▶ _What the task asks_
Select every line in the entries below that contains the word "stone", and copy each one out in full.

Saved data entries

════════════════

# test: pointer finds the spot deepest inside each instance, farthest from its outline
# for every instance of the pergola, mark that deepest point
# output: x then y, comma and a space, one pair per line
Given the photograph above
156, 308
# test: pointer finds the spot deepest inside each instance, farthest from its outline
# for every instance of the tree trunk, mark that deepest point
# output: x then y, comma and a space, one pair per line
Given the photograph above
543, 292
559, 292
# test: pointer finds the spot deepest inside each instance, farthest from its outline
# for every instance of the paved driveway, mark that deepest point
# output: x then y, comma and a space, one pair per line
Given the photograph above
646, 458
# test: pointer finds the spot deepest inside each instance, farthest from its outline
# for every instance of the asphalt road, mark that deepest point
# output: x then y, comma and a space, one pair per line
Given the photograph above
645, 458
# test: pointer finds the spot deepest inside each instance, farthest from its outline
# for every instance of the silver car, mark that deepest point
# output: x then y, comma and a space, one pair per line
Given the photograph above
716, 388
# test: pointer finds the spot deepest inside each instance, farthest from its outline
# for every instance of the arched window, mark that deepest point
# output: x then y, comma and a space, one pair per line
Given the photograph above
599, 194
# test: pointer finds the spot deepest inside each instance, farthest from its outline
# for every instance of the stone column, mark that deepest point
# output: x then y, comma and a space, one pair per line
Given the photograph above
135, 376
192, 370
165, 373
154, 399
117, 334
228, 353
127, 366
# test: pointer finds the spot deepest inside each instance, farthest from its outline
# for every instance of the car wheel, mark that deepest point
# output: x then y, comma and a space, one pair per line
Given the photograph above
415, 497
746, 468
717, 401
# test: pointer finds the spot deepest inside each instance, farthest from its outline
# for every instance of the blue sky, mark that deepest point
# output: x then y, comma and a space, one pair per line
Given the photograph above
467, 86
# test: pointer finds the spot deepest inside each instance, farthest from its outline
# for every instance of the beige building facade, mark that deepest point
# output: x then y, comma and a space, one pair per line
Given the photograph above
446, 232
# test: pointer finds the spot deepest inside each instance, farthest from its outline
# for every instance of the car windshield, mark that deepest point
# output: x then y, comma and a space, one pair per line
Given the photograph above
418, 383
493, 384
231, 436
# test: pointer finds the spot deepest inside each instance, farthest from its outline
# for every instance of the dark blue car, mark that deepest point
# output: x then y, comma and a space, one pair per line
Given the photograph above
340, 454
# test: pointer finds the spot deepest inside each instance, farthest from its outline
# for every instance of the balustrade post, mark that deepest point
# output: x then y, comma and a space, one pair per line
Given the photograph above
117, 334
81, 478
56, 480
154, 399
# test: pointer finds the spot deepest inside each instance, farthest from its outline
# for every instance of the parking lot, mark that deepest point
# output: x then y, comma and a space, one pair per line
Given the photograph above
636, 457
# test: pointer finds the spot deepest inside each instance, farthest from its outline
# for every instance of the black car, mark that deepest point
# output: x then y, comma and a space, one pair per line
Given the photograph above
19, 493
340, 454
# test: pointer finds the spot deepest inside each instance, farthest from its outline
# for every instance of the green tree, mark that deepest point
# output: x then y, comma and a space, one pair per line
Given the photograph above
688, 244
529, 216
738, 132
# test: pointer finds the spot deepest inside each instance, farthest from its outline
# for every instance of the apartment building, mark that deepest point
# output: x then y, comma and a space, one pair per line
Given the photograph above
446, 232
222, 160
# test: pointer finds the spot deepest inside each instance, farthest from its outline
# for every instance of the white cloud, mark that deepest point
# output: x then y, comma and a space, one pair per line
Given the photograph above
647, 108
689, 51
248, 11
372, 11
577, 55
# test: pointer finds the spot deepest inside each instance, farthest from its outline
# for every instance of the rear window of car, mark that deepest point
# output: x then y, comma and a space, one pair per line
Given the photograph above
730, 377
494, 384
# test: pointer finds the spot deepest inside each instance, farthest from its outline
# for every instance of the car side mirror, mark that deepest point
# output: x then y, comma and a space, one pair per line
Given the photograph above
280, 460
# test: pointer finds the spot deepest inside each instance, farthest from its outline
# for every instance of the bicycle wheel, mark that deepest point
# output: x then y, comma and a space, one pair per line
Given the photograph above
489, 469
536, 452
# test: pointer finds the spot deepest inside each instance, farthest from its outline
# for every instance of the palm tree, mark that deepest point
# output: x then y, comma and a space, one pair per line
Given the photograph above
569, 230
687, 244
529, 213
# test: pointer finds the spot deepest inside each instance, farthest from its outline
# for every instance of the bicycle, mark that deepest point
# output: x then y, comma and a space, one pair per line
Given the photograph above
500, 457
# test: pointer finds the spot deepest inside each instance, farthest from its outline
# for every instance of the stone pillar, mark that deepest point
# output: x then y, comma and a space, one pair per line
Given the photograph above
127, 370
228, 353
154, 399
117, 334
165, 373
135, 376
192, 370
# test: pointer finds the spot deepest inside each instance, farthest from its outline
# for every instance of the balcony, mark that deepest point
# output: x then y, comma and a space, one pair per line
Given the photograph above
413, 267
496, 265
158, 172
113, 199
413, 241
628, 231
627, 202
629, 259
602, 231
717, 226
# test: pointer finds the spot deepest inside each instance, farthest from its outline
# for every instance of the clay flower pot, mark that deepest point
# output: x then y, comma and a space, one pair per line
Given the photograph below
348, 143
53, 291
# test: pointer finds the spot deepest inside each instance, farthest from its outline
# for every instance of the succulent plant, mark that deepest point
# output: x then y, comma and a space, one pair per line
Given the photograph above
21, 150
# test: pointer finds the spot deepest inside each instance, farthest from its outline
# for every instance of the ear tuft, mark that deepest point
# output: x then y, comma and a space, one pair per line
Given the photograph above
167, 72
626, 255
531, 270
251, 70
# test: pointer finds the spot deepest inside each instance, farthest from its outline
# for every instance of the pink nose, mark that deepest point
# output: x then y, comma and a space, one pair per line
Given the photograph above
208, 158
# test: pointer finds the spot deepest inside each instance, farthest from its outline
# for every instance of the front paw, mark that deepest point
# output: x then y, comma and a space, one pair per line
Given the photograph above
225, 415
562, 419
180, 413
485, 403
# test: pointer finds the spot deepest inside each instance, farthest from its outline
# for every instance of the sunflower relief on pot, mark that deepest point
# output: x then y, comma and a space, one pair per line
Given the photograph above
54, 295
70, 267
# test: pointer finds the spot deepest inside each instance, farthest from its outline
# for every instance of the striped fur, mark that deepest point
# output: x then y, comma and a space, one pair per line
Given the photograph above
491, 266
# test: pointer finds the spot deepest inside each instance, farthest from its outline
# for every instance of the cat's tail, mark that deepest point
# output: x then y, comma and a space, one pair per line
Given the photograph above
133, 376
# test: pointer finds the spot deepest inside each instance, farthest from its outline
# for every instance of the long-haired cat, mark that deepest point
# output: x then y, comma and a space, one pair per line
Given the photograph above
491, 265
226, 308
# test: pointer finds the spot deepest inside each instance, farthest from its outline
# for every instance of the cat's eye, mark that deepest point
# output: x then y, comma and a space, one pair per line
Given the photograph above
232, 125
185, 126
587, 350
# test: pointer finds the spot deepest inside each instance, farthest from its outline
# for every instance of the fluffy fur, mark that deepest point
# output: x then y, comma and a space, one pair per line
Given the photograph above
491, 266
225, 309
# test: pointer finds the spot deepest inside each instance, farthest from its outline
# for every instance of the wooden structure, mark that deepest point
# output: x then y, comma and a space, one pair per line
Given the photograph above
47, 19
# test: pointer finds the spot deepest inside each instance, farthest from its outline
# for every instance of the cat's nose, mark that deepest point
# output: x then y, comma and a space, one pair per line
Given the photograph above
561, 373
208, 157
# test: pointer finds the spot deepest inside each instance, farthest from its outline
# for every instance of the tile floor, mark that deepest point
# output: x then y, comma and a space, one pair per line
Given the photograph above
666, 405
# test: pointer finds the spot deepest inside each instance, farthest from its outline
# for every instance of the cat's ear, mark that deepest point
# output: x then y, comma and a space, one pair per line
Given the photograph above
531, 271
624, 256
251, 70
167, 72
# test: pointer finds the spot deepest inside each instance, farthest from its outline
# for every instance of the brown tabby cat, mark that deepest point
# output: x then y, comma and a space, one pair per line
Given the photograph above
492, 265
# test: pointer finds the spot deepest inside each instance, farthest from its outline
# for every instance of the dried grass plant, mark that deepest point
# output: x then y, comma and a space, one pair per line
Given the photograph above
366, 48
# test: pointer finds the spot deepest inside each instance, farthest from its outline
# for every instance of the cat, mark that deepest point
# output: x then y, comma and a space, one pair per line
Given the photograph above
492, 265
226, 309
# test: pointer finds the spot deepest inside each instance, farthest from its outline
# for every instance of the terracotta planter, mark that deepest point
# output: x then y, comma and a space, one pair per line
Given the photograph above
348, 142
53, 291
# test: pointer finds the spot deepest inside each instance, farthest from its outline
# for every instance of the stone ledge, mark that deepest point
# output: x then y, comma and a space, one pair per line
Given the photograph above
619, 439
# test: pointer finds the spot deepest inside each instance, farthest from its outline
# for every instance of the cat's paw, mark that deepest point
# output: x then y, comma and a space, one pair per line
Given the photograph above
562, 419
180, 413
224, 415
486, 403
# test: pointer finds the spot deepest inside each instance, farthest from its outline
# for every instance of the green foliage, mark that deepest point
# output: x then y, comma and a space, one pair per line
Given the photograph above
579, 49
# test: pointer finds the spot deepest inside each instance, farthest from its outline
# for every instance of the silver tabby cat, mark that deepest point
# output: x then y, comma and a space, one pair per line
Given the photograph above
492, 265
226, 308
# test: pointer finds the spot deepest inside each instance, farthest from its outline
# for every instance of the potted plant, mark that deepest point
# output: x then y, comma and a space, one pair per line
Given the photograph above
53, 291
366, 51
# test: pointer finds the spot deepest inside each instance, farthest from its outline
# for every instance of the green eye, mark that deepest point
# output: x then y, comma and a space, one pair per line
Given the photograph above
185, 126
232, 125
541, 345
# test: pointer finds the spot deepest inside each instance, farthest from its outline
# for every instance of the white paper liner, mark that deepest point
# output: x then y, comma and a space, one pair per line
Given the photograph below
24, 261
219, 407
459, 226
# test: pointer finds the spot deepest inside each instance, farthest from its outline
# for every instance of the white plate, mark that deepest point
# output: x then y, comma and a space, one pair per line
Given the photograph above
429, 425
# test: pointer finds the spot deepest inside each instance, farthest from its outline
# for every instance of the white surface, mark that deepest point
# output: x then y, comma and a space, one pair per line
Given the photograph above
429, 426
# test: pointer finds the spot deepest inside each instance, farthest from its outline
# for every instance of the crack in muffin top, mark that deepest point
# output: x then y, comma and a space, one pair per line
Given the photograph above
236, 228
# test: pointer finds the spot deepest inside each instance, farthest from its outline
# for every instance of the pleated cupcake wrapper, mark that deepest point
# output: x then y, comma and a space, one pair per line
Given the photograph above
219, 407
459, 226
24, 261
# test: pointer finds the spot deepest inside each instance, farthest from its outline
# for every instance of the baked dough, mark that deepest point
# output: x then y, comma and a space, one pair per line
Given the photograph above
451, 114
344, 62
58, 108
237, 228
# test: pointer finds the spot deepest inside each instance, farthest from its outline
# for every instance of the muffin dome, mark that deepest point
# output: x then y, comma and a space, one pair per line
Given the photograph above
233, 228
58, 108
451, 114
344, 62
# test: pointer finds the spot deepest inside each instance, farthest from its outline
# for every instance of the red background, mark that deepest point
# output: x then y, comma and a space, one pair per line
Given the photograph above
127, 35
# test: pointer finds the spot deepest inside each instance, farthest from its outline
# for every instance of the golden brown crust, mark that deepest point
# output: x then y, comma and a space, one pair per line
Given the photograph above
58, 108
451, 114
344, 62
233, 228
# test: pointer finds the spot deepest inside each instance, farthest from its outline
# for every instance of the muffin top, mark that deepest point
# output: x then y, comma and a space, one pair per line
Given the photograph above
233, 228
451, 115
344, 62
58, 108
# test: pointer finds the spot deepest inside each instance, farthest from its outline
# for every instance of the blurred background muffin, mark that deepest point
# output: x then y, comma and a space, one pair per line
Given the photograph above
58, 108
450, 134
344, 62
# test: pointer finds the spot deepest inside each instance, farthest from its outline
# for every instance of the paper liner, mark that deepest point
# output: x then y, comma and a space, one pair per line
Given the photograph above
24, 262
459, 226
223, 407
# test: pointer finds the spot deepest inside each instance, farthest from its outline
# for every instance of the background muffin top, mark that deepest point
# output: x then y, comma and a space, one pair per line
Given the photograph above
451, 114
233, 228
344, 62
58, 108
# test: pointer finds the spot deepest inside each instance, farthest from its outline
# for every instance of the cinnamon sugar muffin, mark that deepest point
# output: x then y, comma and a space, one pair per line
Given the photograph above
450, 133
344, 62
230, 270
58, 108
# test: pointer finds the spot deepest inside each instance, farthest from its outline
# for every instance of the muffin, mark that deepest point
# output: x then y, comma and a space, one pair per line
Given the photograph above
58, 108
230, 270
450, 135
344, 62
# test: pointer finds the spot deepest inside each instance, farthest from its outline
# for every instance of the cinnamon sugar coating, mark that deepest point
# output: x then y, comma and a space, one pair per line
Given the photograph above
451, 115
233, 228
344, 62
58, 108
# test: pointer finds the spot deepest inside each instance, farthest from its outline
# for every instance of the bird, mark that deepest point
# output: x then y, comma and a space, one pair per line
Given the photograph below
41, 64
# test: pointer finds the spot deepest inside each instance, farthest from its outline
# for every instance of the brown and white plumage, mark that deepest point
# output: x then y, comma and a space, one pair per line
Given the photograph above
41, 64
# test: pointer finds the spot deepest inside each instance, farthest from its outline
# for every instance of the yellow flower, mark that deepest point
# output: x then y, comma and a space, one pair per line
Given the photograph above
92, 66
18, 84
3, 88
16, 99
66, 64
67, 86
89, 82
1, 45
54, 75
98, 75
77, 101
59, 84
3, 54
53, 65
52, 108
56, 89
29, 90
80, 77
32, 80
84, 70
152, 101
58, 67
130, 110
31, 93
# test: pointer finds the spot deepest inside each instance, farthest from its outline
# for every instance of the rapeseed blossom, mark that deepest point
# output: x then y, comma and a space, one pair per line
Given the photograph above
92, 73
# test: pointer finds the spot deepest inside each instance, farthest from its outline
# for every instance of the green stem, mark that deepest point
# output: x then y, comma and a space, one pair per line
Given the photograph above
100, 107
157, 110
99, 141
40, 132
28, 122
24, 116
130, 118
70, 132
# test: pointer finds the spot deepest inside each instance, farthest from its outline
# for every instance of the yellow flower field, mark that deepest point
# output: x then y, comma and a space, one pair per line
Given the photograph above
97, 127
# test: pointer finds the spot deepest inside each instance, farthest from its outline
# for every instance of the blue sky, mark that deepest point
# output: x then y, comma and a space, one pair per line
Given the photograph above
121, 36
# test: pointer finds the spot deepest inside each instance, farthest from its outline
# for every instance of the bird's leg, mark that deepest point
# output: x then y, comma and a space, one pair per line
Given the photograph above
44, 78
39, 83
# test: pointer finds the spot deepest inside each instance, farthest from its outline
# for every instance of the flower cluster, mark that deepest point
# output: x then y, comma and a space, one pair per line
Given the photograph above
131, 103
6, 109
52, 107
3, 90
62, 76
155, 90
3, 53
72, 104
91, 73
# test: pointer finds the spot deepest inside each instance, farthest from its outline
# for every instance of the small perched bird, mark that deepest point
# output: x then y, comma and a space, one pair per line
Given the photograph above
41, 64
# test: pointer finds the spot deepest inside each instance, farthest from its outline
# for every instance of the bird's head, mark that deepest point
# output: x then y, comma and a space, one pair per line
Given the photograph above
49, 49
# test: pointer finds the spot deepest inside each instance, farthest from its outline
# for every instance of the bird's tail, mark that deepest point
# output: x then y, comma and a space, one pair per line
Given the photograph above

════════════════

▶ _Solution to this exercise_
# for every instance of the stone column, mark that deepest point
# for every instance of the stone pillar, mark that deepest point
# for every instance of the stone ledge, mark that deepest point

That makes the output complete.